▸ **TASK INPUTS**:

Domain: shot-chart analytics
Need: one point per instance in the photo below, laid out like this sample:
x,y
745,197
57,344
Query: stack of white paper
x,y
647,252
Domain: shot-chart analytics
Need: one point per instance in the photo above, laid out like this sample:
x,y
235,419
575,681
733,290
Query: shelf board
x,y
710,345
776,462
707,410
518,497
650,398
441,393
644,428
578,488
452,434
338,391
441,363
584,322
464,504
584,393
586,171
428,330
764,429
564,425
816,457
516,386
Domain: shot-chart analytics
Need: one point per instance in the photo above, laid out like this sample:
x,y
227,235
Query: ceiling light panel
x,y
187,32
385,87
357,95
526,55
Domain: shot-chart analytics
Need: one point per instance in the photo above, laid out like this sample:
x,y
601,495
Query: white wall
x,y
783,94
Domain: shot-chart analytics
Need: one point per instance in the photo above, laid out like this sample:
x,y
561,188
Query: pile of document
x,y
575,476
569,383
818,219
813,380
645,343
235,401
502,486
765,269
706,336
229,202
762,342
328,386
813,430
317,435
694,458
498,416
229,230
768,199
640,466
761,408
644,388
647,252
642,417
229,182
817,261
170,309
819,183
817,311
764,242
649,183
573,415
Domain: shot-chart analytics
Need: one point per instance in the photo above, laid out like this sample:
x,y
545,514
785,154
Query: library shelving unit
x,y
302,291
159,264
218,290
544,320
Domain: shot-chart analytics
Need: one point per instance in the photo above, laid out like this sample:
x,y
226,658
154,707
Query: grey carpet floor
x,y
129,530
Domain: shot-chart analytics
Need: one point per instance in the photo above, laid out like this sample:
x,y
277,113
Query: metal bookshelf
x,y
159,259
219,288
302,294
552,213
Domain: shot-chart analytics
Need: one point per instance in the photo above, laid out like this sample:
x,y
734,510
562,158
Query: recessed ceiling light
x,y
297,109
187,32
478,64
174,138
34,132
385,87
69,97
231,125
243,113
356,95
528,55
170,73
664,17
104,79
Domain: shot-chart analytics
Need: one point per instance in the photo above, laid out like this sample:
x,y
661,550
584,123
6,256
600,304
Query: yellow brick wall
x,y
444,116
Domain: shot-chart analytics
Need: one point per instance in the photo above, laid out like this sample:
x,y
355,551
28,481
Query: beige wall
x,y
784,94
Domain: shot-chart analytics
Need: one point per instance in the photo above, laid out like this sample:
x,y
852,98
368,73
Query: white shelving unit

▸ **STATED PROBLEM**:
Go back to the listing above and please repeat it exactly.

▸ **WRITTEN SOLUTION**:
Domain: shot-chart analytics
Need: one point per instance in the photo below, laid out like this sample:
x,y
745,197
57,344
Query: stack of white paper
x,y
647,252
Domain: shot-chart analytics
Need: one point per instance in the photo above, laid out like this sample:
x,y
235,419
575,681
733,290
Query: shelf board
x,y
710,345
776,462
707,410
518,497
650,398
441,393
644,428
578,488
452,434
338,391
441,363
584,322
464,504
584,393
586,171
428,330
764,429
564,425
816,457
516,386
Domain: shot-chart analytics
Need: one point per instance in the photo above, laid out like this sample:
x,y
227,235
Query: ceiling light panel
x,y
187,32
385,87
357,95
526,55
Domain: shot-chart analytics
Need: one point per instance in the photo above, laid out like this sample:
x,y
601,495
Query: white wall
x,y
783,94
Domain: shot-chart analytics
Need: one point per instance in the photo above, laid out like this sample:
x,y
561,188
Query: pile of document
x,y
575,476
569,383
818,219
813,380
645,343
235,401
502,486
765,269
706,336
229,202
762,342
328,386
813,430
317,435
694,458
498,416
229,230
768,199
640,466
761,408
644,388
647,252
642,417
229,182
817,261
170,309
819,183
817,311
764,242
649,183
573,415
Domain: shot-chart analytics
Need: one point per instance in the photo above, laid out like this sample:
x,y
545,514
785,154
Query: library shelving unit
x,y
302,291
159,264
218,290
544,320
Domain: shot-chart analytics
Need: one point per instance in the photo above, laid out like this sample:
x,y
226,658
154,707
Query: grey carpet floor
x,y
129,530
Domain: shot-chart analytics
Need: one point per instance in the photo above, laid out like this sample:
x,y
277,113
Query: metal bookshelf
x,y
159,259
219,288
302,294
552,213
Domain: shot-chart analytics
Need: one point per instance in the photo above, laid out like this sample:
x,y
734,510
562,158
Query: recessed ceiling light
x,y
297,109
187,32
478,64
174,138
34,132
385,87
69,97
231,125
243,113
356,95
528,55
170,73
664,17
104,79
Domain: shot-chart analytics
Need: one point per instance in the photo above, laid out like this sample:
x,y
661,550
584,123
6,256
600,304
Query: yellow brick wall
x,y
444,116
Domain: shot-chart analytics
Need: one point per instance in the photo above, laid out like this sample:
x,y
355,551
28,481
Query: beige wall
x,y
784,94
Domain: shot-chart analytics
Need: one point per instance in the photo above, laid out like this sample:
x,y
852,98
368,73
Query: white shelving unit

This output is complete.